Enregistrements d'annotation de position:
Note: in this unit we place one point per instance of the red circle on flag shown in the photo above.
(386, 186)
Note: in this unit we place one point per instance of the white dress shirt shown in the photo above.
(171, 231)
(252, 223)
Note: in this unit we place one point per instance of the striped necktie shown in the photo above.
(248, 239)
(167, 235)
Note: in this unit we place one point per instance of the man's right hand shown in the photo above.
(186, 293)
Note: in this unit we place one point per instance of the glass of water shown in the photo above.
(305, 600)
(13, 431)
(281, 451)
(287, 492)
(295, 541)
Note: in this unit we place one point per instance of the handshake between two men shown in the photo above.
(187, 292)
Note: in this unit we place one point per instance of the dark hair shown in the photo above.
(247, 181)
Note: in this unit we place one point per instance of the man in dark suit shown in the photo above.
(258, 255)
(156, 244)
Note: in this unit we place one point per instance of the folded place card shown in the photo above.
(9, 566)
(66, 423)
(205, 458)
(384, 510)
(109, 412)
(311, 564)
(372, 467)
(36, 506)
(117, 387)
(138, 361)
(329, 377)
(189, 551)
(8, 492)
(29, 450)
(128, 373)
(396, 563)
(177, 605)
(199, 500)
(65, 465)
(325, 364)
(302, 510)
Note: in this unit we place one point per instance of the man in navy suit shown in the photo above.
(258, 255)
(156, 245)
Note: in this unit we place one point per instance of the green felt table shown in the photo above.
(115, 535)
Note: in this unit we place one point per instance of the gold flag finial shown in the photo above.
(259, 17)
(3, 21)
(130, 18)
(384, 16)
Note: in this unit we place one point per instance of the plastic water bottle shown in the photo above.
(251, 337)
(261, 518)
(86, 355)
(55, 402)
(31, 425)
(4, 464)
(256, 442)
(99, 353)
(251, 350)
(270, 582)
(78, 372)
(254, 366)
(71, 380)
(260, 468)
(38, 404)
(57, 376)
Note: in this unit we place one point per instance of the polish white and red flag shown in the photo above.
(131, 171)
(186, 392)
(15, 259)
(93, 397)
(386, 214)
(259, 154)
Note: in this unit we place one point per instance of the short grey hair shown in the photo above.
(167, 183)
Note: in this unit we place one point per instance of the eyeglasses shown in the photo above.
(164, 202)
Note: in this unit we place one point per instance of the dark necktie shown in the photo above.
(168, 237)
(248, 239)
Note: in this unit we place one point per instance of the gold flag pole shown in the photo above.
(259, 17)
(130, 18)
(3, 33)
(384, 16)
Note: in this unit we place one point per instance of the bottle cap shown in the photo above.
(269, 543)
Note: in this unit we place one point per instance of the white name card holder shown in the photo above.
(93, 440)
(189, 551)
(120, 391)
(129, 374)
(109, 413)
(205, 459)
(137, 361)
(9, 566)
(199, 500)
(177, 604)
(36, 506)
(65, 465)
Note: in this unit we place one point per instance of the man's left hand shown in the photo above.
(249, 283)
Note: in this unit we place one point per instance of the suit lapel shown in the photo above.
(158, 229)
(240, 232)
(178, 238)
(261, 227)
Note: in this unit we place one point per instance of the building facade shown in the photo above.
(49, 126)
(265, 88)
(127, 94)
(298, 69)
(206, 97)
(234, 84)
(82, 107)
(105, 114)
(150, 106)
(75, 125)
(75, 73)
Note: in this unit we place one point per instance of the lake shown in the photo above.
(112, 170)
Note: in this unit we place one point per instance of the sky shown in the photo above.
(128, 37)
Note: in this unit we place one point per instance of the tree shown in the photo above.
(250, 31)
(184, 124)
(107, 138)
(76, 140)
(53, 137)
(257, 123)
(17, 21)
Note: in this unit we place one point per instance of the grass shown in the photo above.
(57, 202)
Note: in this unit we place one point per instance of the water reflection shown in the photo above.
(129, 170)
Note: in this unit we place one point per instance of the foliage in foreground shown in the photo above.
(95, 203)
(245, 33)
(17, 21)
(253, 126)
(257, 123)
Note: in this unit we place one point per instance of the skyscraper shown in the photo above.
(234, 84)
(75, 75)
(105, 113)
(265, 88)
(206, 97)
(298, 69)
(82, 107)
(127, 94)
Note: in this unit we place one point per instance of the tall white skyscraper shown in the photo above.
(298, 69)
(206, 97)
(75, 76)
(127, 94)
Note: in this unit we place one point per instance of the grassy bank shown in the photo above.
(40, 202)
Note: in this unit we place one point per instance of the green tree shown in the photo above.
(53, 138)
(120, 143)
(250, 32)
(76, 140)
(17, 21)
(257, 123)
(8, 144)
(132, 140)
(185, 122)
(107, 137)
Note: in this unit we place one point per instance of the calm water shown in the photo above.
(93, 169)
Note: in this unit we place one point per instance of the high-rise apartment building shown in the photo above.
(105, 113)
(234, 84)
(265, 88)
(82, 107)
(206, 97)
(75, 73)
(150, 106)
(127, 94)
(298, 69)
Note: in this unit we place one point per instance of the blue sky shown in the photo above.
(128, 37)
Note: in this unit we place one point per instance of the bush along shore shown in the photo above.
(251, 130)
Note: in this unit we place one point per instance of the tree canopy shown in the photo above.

→ **Vos consignes**
Redimensionnez les lignes ci-dessus en partant de la ligne contenant « the skyscraper shown in the photo above. » et en allant jusqu'à la fin des lignes : recopiez-les toutes, sans en omettre aucune, en multipliant par 1,5 chaque coordonnée des points et en arrondissant à l'entier, les demis vers le haut.

→ **Tâche réalisée**
Note: in this unit we place one point per instance of the skyscraper shown in the photo above.
(351, 126)
(113, 113)
(158, 170)
(398, 132)
(309, 146)
(447, 104)
(123, 161)
(191, 141)
Note: in this unit we place one point per instance of the tall white skyscraper shown in the photo above.
(447, 104)
(309, 146)
(113, 114)
(191, 141)
Note: in this unit we place one point per instance of the grassy bank shown in the photo above.
(60, 303)
Note: in this unit we place one point per instance of the green tree shown in the photo above.
(80, 207)
(180, 215)
(375, 48)
(114, 210)
(26, 32)
(386, 185)
(12, 216)
(198, 210)
(278, 183)
(161, 206)
Note: in this unit we place one point per instance of the calm water shown in the photo above.
(140, 254)
Note: in this unit we place one point per instance of the high-rise apartment building shown in the photo above.
(158, 170)
(351, 126)
(398, 132)
(123, 161)
(309, 146)
(113, 110)
(225, 159)
(191, 141)
(447, 104)
Note: in this unit we place one point per instance of the blue sky shown in the photo above.
(192, 56)
Note: in this unit we place one point per instance of the bush along shore shown in the photo above.
(377, 195)
Note: in this unit we place one point per instance of the tree canopy shown in the photo above.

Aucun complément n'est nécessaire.